**REQUIRED TASK**
Reproduce the following lines verbatim, leaving the pictures out of your answer.
_ _ _ _ _
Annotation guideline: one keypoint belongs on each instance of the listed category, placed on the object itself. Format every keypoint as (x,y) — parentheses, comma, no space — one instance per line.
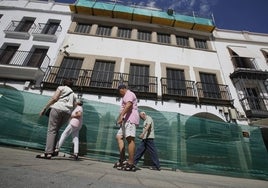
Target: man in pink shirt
(128,119)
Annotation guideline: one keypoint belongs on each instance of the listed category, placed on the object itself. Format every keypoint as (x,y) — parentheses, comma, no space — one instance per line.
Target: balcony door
(176,82)
(139,77)
(69,68)
(210,86)
(25,25)
(51,28)
(37,57)
(7,54)
(253,98)
(103,74)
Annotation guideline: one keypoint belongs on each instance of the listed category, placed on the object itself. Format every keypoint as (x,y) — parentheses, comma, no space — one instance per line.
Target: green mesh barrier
(186,143)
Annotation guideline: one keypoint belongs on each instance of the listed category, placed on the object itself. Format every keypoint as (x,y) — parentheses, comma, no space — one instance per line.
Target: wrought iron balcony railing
(22,65)
(255,107)
(47,32)
(178,90)
(24,59)
(217,94)
(100,82)
(20,29)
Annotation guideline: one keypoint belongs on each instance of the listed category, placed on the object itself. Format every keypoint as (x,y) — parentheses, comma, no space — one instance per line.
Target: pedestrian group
(66,108)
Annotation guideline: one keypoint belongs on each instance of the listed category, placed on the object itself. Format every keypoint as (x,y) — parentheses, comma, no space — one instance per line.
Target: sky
(240,15)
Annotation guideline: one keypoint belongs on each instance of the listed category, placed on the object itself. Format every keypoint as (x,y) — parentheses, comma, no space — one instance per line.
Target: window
(103,74)
(37,57)
(139,77)
(176,82)
(7,54)
(82,28)
(51,27)
(199,43)
(124,33)
(265,54)
(69,68)
(242,62)
(25,25)
(144,35)
(104,30)
(163,38)
(210,85)
(253,98)
(182,41)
_ _ _ _ _
**OUTPUT OF THE EXERCISE**
Annotation guideline: one keypoint belongs on each instance of the listed category, placed on the object itself. Format every keypoint as (x,y) — parentheses, comma, no space — one instance per line.
Target: man in pink shirt
(128,119)
Annotation guideline: one keypoint belongs on each instance of the listed category, placed on the object itself. Format every keypoint as (x,y) — parentheses, comma, no space — one instance per line.
Target: balcony door
(176,82)
(139,77)
(69,68)
(210,86)
(25,25)
(51,28)
(37,57)
(7,54)
(253,98)
(103,74)
Annotation guideline: one keypoint belongs on each instance of the listed category, placed on the object itself. Format every keypoint as (x,y) — parentheses, comma, no space — one instance per line.
Target: green mesh barrier
(186,143)
Annotation guideline: one keypoint belongs on each instance of the listed category, placed on the object itself. Format every keypoint as (x,y) — parentheses, comma, no space — one instance per line.
Target: wrought iron balcony railing
(22,65)
(255,107)
(47,32)
(178,90)
(24,59)
(217,94)
(100,82)
(20,29)
Annotation guideline: one keypoint belongs on each instance of the listed category, placed on the object itself. Format every keypoint as (x,y) — parentheses, comma, no space — one instance per line.
Target: pedestrian group
(66,108)
Annotation guideline: one keypoint belongs on each instance of the listed category, placed on the object itself. Format every keypoint as (x,y) — parentheses, comma, no space — one instance per line.
Target: sky
(240,15)
Annotation guideline: one keypoint belongs on each instance of the listed category, placed on the object itself. Format every keypoint as (x,y) — parentheses, comma, no space — one instance per line.
Target: window
(103,74)
(37,57)
(139,77)
(176,82)
(7,54)
(82,28)
(51,27)
(199,43)
(124,33)
(265,54)
(69,68)
(242,62)
(25,25)
(144,35)
(104,30)
(163,38)
(210,85)
(253,98)
(182,41)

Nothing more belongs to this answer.